> **TASK TO CARRY OUT**:
Would you filter these records and copy every line that has the word "coordinates"?

• • • • • • •

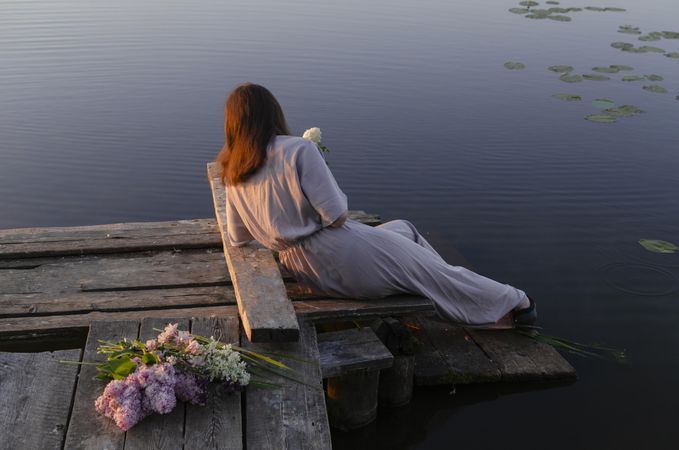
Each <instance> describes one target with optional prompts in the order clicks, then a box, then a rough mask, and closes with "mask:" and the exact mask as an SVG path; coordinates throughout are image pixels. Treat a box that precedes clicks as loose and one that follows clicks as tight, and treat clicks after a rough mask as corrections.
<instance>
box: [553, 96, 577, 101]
mask: <svg viewBox="0 0 679 450" xmlns="http://www.w3.org/2000/svg"><path fill="white" fill-rule="evenodd" d="M552 97H554V98H557V99H559V100H565V101H567V102H579V101H580V100H582V97H580V96H579V95H575V94H554V95H552Z"/></svg>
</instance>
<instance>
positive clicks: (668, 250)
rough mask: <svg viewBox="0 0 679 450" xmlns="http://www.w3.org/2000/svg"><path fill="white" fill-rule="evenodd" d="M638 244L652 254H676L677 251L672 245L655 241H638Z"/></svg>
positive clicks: (665, 242) (675, 245) (677, 247)
mask: <svg viewBox="0 0 679 450" xmlns="http://www.w3.org/2000/svg"><path fill="white" fill-rule="evenodd" d="M639 244H641V246H642V247H644V248H645V249H646V250H648V251H649V252H653V253H676V252H677V251H678V250H679V247H677V246H676V245H674V244H673V243H671V242H667V241H661V240H657V239H639Z"/></svg>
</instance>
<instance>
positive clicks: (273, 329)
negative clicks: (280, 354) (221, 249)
mask: <svg viewBox="0 0 679 450" xmlns="http://www.w3.org/2000/svg"><path fill="white" fill-rule="evenodd" d="M208 179H209V181H210V187H211V189H212V198H213V201H214V209H215V215H216V216H217V222H218V223H219V230H220V232H221V235H222V243H223V247H224V255H225V256H226V261H227V264H228V267H229V273H230V275H231V281H232V283H233V286H234V289H235V291H236V299H237V301H238V311H239V313H240V318H241V323H242V325H243V329H244V330H245V334H246V335H247V338H248V339H249V340H250V341H251V342H269V341H295V340H297V339H298V338H299V325H298V323H297V317H296V315H295V310H294V308H293V306H292V303H291V301H290V299H289V298H288V295H287V292H286V289H285V284H284V283H283V278H282V277H281V273H280V271H279V270H278V265H277V264H276V261H275V260H274V258H273V255H272V253H271V251H270V250H268V249H265V248H261V246H255V245H252V244H248V245H245V246H242V247H232V246H231V245H229V242H228V237H227V229H226V191H225V188H224V186H223V185H222V184H221V182H220V180H219V178H218V171H217V166H216V164H215V163H210V164H208Z"/></svg>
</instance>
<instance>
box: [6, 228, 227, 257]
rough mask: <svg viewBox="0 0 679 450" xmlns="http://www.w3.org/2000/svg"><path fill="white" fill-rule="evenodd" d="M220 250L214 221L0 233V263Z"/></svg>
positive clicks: (218, 237)
mask: <svg viewBox="0 0 679 450" xmlns="http://www.w3.org/2000/svg"><path fill="white" fill-rule="evenodd" d="M220 246H221V238H220V236H219V232H218V230H217V226H216V223H215V221H214V219H194V220H178V221H171V222H142V223H119V224H107V225H93V226H81V227H50V228H17V229H8V230H0V259H4V258H28V257H39V256H65V255H83V254H91V253H120V252H130V251H141V250H148V249H154V250H161V249H168V250H169V249H187V248H211V247H212V248H214V247H216V248H219V247H220Z"/></svg>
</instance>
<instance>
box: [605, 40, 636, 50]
mask: <svg viewBox="0 0 679 450" xmlns="http://www.w3.org/2000/svg"><path fill="white" fill-rule="evenodd" d="M611 47H613V48H619V49H626V48H634V44H630V43H629V42H613V43H612V44H611Z"/></svg>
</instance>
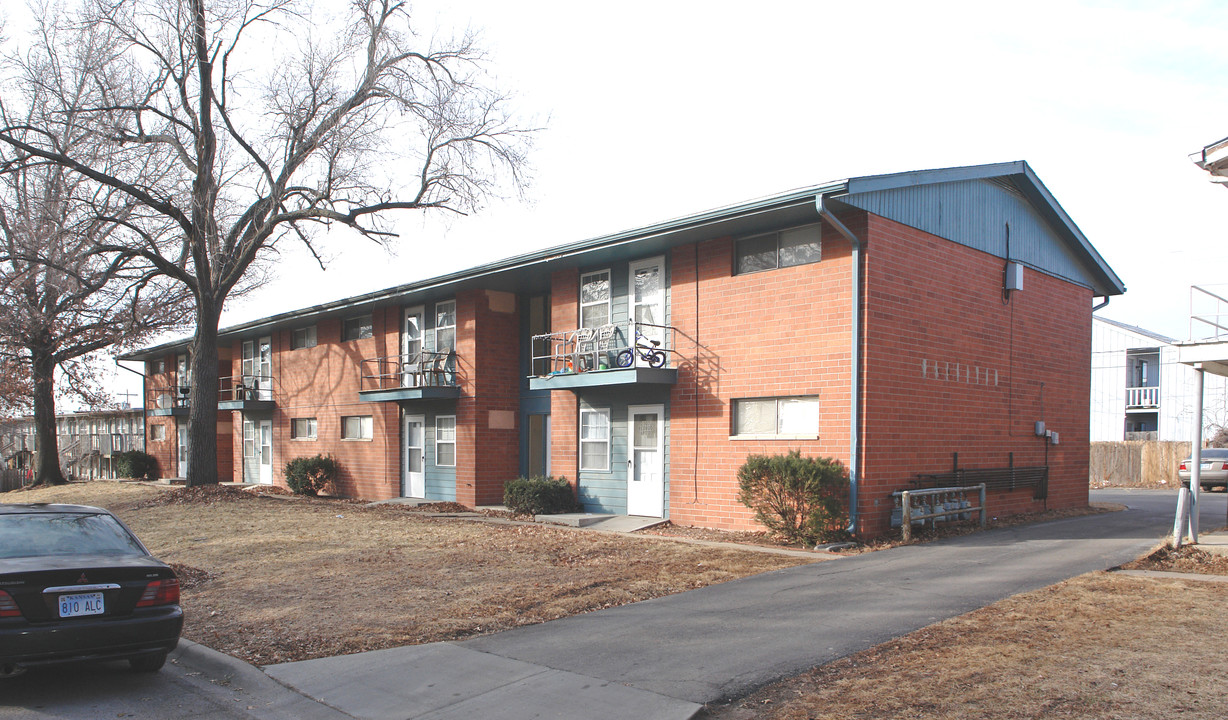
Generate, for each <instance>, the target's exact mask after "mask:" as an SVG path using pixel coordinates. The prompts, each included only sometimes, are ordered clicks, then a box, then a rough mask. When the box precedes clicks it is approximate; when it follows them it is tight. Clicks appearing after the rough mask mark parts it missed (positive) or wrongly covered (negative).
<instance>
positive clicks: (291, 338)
mask: <svg viewBox="0 0 1228 720" xmlns="http://www.w3.org/2000/svg"><path fill="white" fill-rule="evenodd" d="M314 346H316V326H307V327H305V328H296V329H295V331H293V332H292V333H291V334H290V349H291V350H300V349H302V348H314Z"/></svg>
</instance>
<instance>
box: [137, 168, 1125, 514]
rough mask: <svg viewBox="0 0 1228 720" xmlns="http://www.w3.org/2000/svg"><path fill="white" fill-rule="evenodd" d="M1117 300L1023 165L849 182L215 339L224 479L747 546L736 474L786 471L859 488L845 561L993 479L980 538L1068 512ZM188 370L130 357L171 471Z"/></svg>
mask: <svg viewBox="0 0 1228 720" xmlns="http://www.w3.org/2000/svg"><path fill="white" fill-rule="evenodd" d="M1122 291H1124V286H1122V284H1121V281H1120V280H1119V279H1117V278H1116V275H1115V274H1114V273H1113V270H1111V269H1110V268H1109V267H1108V265H1106V264H1105V263H1104V260H1103V259H1102V258H1100V256H1099V254H1098V253H1097V252H1095V249H1094V248H1093V247H1092V246H1090V243H1089V242H1088V241H1087V238H1086V237H1083V235H1082V233H1081V232H1079V230H1078V227H1077V226H1076V225H1075V224H1073V221H1071V219H1070V217H1068V216H1067V215H1066V213H1065V211H1063V210H1062V209H1061V206H1060V205H1059V204H1057V202H1056V200H1055V199H1054V198H1052V197H1051V195H1050V193H1049V192H1047V189H1045V187H1044V184H1041V183H1040V181H1039V179H1038V178H1036V176H1035V174H1034V173H1033V171H1032V170H1030V168H1029V167H1028V166H1027V163H1024V162H1009V163H1000V165H989V166H976V167H958V168H946V170H935V171H920V172H907V173H898V174H885V176H871V177H860V178H849V179H842V181H836V182H831V183H826V184H822V186H815V187H810V188H804V189H799V190H795V192H790V193H783V194H780V195H774V197H770V198H764V199H759V200H753V202H748V203H740V204H737V205H731V206H727V208H721V209H716V210H711V211H706V213H699V214H695V215H689V216H685V217H680V219H677V220H670V221H666V222H661V224H656V225H651V226H647V227H640V229H635V230H631V231H628V232H620V233H615V235H609V236H603V237H598V238H593V240H587V241H582V242H576V243H572V245H567V246H562V247H555V248H550V249H546V251H540V252H534V253H529V254H524V256H519V257H515V258H510V259H506V260H501V262H497V263H491V264H489V265H483V267H478V268H473V269H469V270H464V272H461V273H454V274H451V275H445V276H441V278H433V279H429V280H422V281H416V283H410V284H406V285H400V286H397V288H391V289H388V290H382V291H378V292H371V294H366V295H360V296H355V297H350V299H346V300H343V301H336V302H330V303H325V305H319V306H316V307H309V308H305V310H301V311H295V312H289V313H284V315H279V316H274V317H269V318H263V319H259V321H255V322H249V323H244V324H242V326H236V327H231V328H226V329H225V331H223V332H222V338H221V342H222V344H223V345H225V350H223V354H222V359H221V364H222V367H221V369H220V375H221V376H222V381H221V382H222V387H221V392H222V399H221V402H220V403H219V448H220V450H219V452H220V453H223V455H225V456H226V457H222V458H219V462H220V466H221V467H222V468H223V469H222V475H223V479H231V478H233V479H244V480H248V482H260V483H274V482H275V483H281V482H282V479H281V477H280V475H281V473H280V468H281V466H282V464H284V463H285V462H286V461H287V460H290V458H292V457H297V456H303V455H316V453H317V452H325V453H332V455H333V456H334V457H336V460H338V461H339V463H340V466H341V480H340V483H339V484H340V487H339V488H338V490H339V491H341V493H344V494H346V495H352V496H360V498H370V499H382V498H392V496H398V495H404V496H411V498H424V499H431V500H456V501H459V503H463V504H467V505H484V504H497V503H500V501H501V498H502V485H503V482H505V480H507V479H510V478H513V477H516V475H518V474H524V475H532V474H554V475H565V477H566V478H569V479H570V480H571V482H572V483H573V484H575V485H576V489H577V494H578V498H580V499H581V501H582V503H583V505H585V506H586V509H588V510H592V511H602V512H615V514H631V515H645V516H656V517H668V518H670V520H673V521H675V522H679V523H683V525H701V526H709V527H721V528H747V527H752V526H753V525H754V523H753V518H752V515H750V512H749V511H748V510H747V509H745V507H743V506H742V505H740V504H739V503H738V501H737V479H736V471H737V468H738V466H740V464H742V462H744V460H745V457H747V456H748V455H750V453H775V452H786V451H788V450H801V451H802V452H803V453H806V455H814V456H830V457H835V458H837V460H840V461H841V462H844V463H845V464H846V466H847V467H849V468H850V471H851V475H852V487H851V491H850V504H851V506H850V516H851V517H850V520H851V525H852V527H855V528H856V531H857V532H860V533H862V534H877V533H880V532H883V531H885V530H887V527H888V523H889V517H890V505H892V499H890V494H892V493H893V491H895V490H899V489H904V488H909V487H914V485H915V484H917V483H932V482H937V480H939V479H949V478H948V475H949V477H955V475H953V474H952V473H953V471H954V469H957V468H960V469H993V468H996V469H1000V471H1002V473H1000V474H1001V478H1005V479H1003V480H1002V482H1001V483H998V484H997V485H996V488H995V491H993V493H991V499H990V503H991V505H992V509H993V512H996V514H1008V512H1016V511H1025V510H1032V509H1039V507H1045V506H1047V507H1061V506H1077V505H1084V504H1086V503H1087V466H1088V434H1087V417H1088V394H1089V371H1088V369H1089V359H1090V334H1092V331H1090V326H1092V307H1093V299H1095V297H1099V296H1109V295H1116V294H1120V292H1122ZM185 348H187V342H181V343H169V344H165V345H160V346H157V348H149V349H145V350H142V351H139V353H133V354H130V355H128V356H126V358H125V359H130V360H142V361H145V362H146V364H147V372H149V383H147V385H149V388H150V393H149V394H150V397H149V398H147V404H149V407H151V408H153V409H152V410H151V413H150V414H151V417H150V419H149V429H147V430H149V448H150V452H152V453H155V455H158V456H160V458H161V460H162V462H163V467H176V464H177V463H178V462H179V460H181V458H179V457H178V453H177V447H183V446H185V445H187V444H185V441H184V434H185V432H187V429H185V420H187V415H185V408H184V407H183V405H184V403H185V402H187V393H185V392H182V391H179V389H178V388H179V387H184V388H185V387H188V385H187V382H184V381H182V380H181V378H187V377H188V372H189V371H190V367H189V365H190V364H189V362H187V358H185V355H183V353H184V351H185ZM188 382H190V381H188ZM1039 423H1044V426H1043V428H1041V426H1040V425H1039ZM1059 439H1060V440H1059ZM1011 468H1033V469H1035V471H1038V472H1035V473H1033V474H1032V475H1030V477H1033V478H1040V479H1039V480H1036V482H1033V483H1032V484H1020V485H1017V484H1016V483H1014V482H1013V479H1012V478H1013V477H1014V475H1013V474H1011ZM935 475H937V477H935Z"/></svg>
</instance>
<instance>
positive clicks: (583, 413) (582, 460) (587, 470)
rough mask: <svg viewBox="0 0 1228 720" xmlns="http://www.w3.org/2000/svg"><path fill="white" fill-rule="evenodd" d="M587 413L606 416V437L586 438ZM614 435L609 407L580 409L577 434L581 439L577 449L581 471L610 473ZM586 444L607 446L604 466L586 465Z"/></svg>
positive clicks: (604, 456)
mask: <svg viewBox="0 0 1228 720" xmlns="http://www.w3.org/2000/svg"><path fill="white" fill-rule="evenodd" d="M585 415H598V417H602V418H605V437H604V439H597V440H585ZM612 435H613V426H612V424H610V409H609V408H581V410H580V426H578V428H577V432H576V436H577V437H578V439H580V442H578V445H577V448H576V450H577V451H578V452H580V457H578V458H577V467H578V468H580V471H581V472H594V473H603V472H604V473H608V472H609V471H610V436H612ZM586 445H604V446H605V453H604V457H605V464H604V467H585V446H586Z"/></svg>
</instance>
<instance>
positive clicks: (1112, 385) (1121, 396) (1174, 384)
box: [1090, 316, 1228, 442]
mask: <svg viewBox="0 0 1228 720" xmlns="http://www.w3.org/2000/svg"><path fill="white" fill-rule="evenodd" d="M1195 372H1196V371H1195V370H1194V367H1190V366H1189V365H1183V364H1181V362H1179V361H1178V342H1176V340H1174V339H1172V338H1169V337H1165V335H1162V334H1159V333H1153V332H1151V331H1147V329H1143V328H1140V327H1135V326H1130V324H1126V323H1121V322H1117V321H1113V319H1109V318H1106V317H1100V316H1095V317H1094V319H1093V323H1092V407H1090V424H1092V441H1093V442H1097V441H1120V440H1163V441H1180V442H1189V441H1190V439H1191V437H1192V436H1194V430H1195V415H1196V414H1197V409H1196V408H1197V383H1196V378H1195ZM1202 412H1203V417H1202V424H1203V435H1205V436H1207V437H1210V436H1211V435H1213V434H1214V428H1217V426H1228V381H1226V378H1224V377H1221V376H1218V375H1211V374H1208V375H1207V376H1206V380H1205V388H1203V410H1202Z"/></svg>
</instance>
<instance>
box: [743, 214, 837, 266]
mask: <svg viewBox="0 0 1228 720" xmlns="http://www.w3.org/2000/svg"><path fill="white" fill-rule="evenodd" d="M820 240H822V232H820V226H819V225H807V226H804V227H792V229H790V230H781V231H780V232H769V233H768V235H756V236H754V237H748V238H745V240H739V241H738V245H737V253H736V254H737V268H736V272H737V273H738V274H739V275H740V274H743V273H760V272H763V270H775V269H776V268H790V267H792V265H804V264H807V263H817V262H819V260H820V259H822V252H820V245H822V242H820Z"/></svg>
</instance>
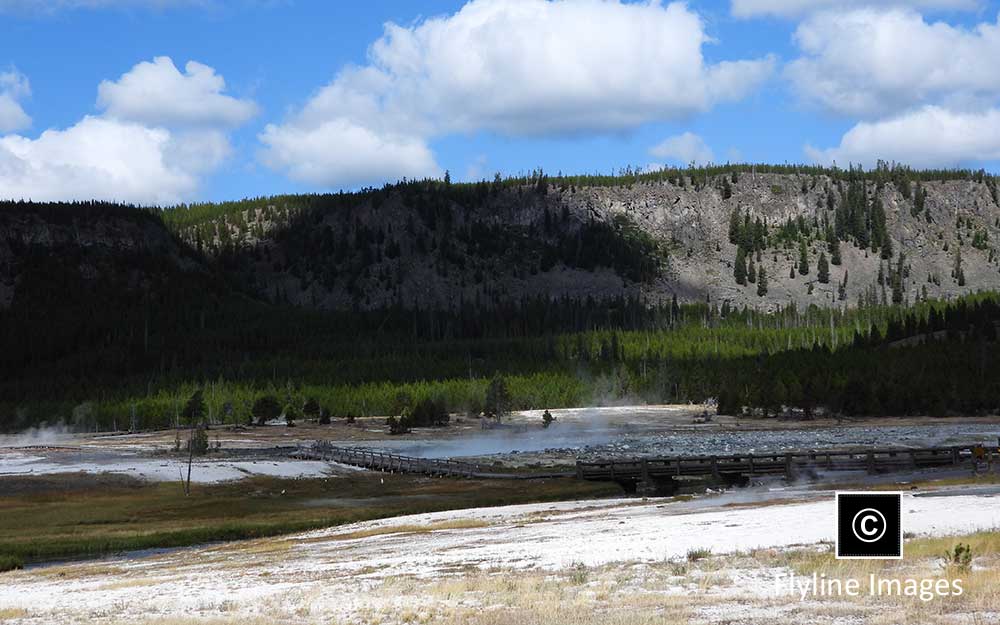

• • • • • • •

> **ANSWER SECTION**:
Each <instance> describes one target with optional prompts in the order clicks, then a box, then a rough mask, and closes with "mask:" and the exact mask as an SVG path; coordinates throughout are image pixels. Treat a box that precedes clicks as loose and one that follows clicks as tight, and treat clicks after a rough mask as corrections.
Generate, for each <instance>, the target's exact mask after "mask:" as an SVG path using pixel coordinates. The prompts, each included only sometimes, are ordered clicks, then a box, then a rough mask. When the box precedes clicks it is approximate; when it follows them it is tight. Clicks appearing after the rough mask mark parts it missed (positive) or wrongly covered (negative).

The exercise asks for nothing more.